─── SELECTED EXTRACT

How do we assess our work as nature educators? Are there tools that can help us do this meaningfully? And perhaps the most unsettling question of all, how do we even know if our interventions are working?

Assessments are important! That is what we and almost every nature educator we interacted with believe. At Nature Classrooms, conversations about assessments were always somewhere in the background. Sometimes emerging during formal meetings, sometimes post workshops, and sometimes during casual reflections on the work we were doing.


The questions kept repeating themselves. How do we assess our work as nature educators?Are there tools that can help us do this meaningfully? And perhaps the most unsettling question of all, how do we even know if our interventions are working?


Nature Education Assessment Framework (NEAF)
Nature Education Assessment Framework (NEAF)

Assessments help us understand whether learners are gaining something meaningful and, importantly, whether our nature education programmes are designed effectively. But anyone who has tried to conduct them knows how demanding they can be. Assessments take time (and mind space). They require documentation, response sheets, and often a fair amount of data analysis. Certainly important, but with a flipside of quickly turning into something overwhelming. Overwhelming not for practitioners alone but also for the learners who attempt them.


While these questions and dilemmas were looming around, surfacing in conversations and sometimes yielding potential ideas for a new project, the Inlaks Small Grants Programme issued a call for proposals. We thought, why not apply and attempt to actually build something around these never ending questions?

──────
─── COLLECTED DATA

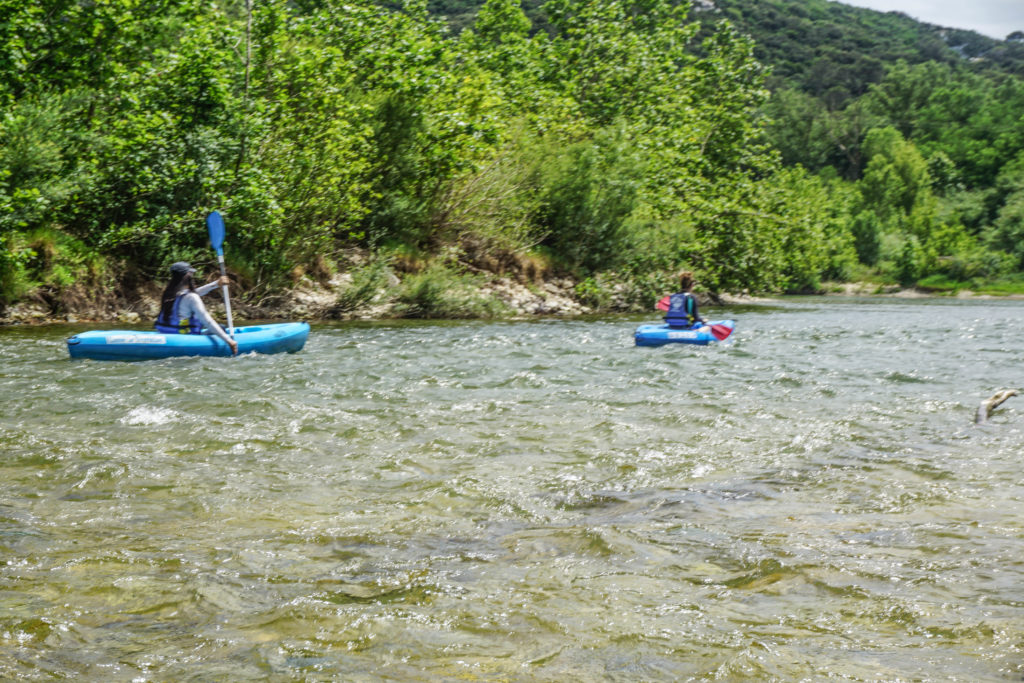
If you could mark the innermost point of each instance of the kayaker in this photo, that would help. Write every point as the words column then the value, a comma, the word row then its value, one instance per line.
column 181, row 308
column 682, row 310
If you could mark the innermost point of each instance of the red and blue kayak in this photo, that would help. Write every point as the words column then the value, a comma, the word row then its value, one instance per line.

──────

● **REQUIRED ACTIONS**
**A.** In the text on assessing nature education, which program issued a call for proposals?
**B.** Reproduce the text on assessing nature education from "How do we assess our work as nature educators? Are" to "we were doing.".

● **FULL ANSWERS**
**A.** The Inlaks Small Grants Programme issued the call for proposals.

**B.**
How do we assess our work as nature educators? Are there tools that can help us do this meaningfully? And perhaps the most unsettling question of all, how do we even know if our interventions are working?

Assessments are important! That is what we and almost every nature educator we interacted with believe. At Nature Classrooms, conversations about assessments were always somewhere in the background. Sometimes emerging during formal meetings, sometimes post workshops, and sometimes during casual reflections on the work we were doing.